■ TASK INPUTS:
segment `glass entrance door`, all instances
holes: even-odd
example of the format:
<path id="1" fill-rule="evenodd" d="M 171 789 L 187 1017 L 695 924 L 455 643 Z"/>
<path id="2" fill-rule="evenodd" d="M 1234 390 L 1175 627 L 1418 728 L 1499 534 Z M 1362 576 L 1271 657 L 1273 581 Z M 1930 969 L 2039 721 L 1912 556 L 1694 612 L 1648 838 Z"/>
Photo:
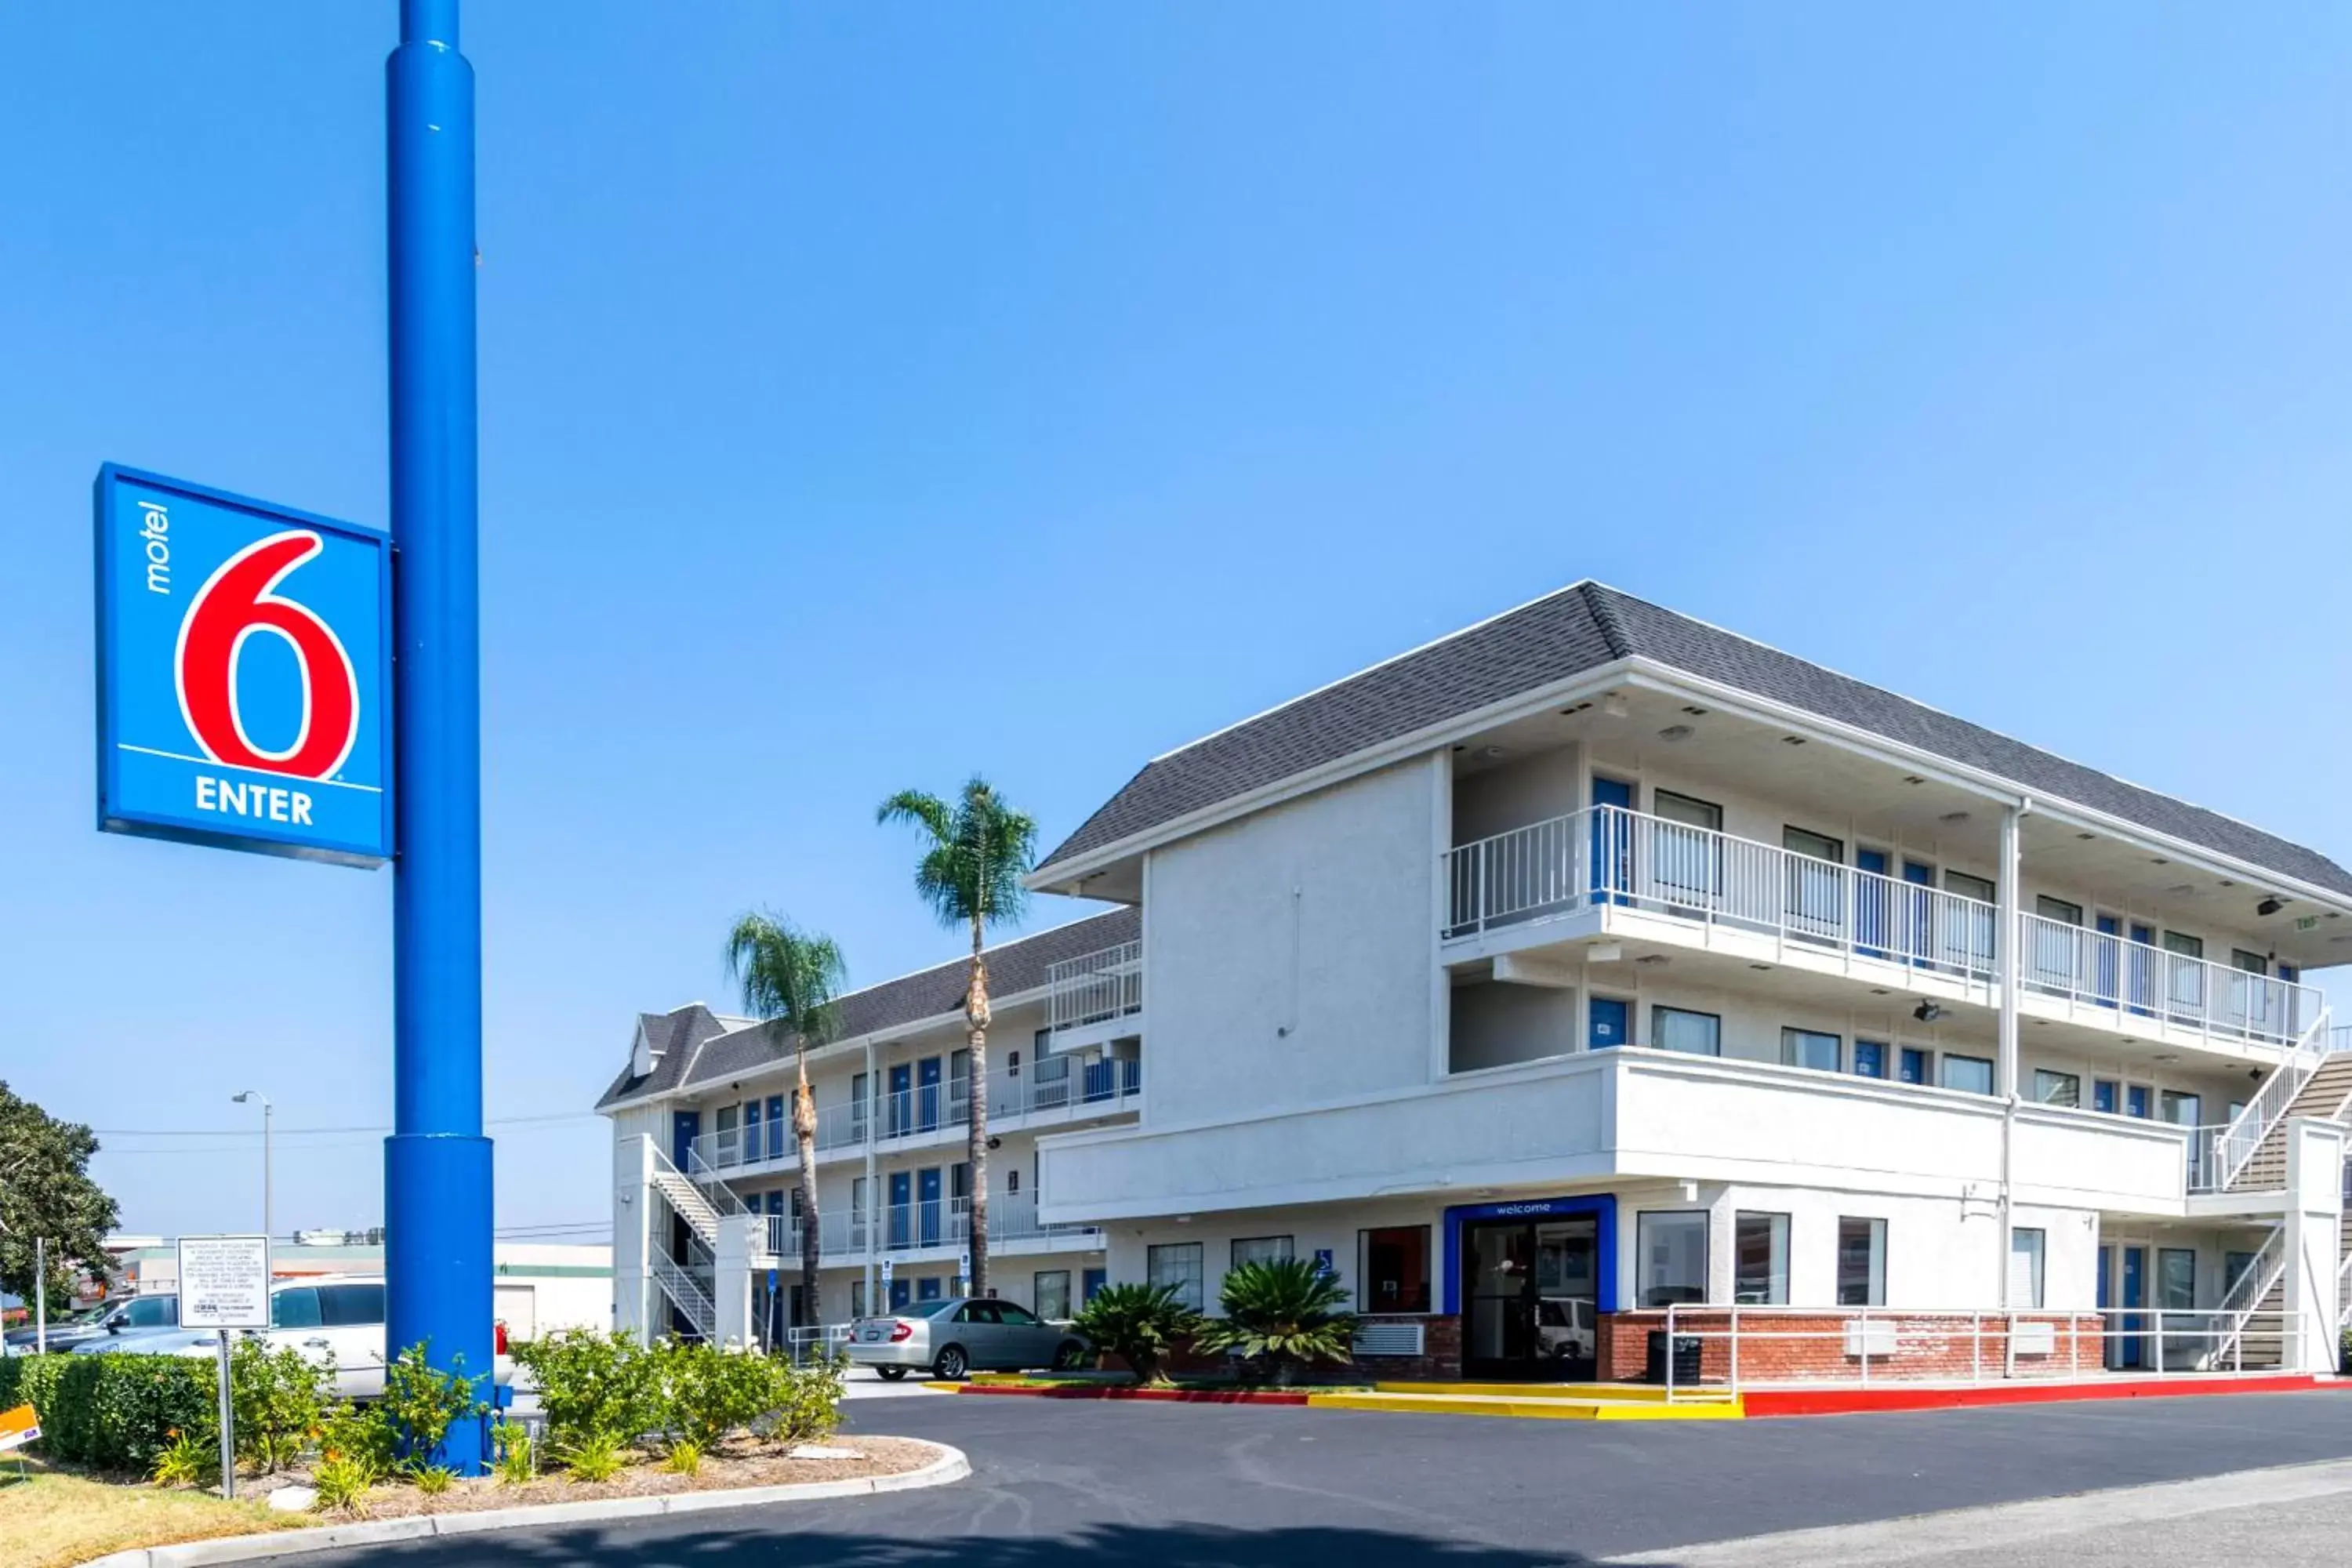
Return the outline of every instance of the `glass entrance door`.
<path id="1" fill-rule="evenodd" d="M 1590 1215 L 1463 1227 L 1465 1376 L 1575 1382 L 1594 1374 L 1595 1229 Z"/>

■ ASSIGNMENT: What the answer needs is every line from the one with "1234 390 L 1175" through the last line of the data, reproduced word for word and with pictures omitted.

■ RESULT OF THE TASK:
<path id="2" fill-rule="evenodd" d="M 1234 390 L 1175 627 L 1418 728 L 1499 534 Z M 1362 576 L 1271 657 L 1273 581 Z M 1930 969 L 2039 721 L 1912 556 L 1694 612 L 1648 838 Z"/>
Photo:
Return the outline of every instance of the `glass entrance door`.
<path id="1" fill-rule="evenodd" d="M 1590 1215 L 1463 1227 L 1465 1376 L 1575 1382 L 1594 1374 L 1595 1229 Z"/>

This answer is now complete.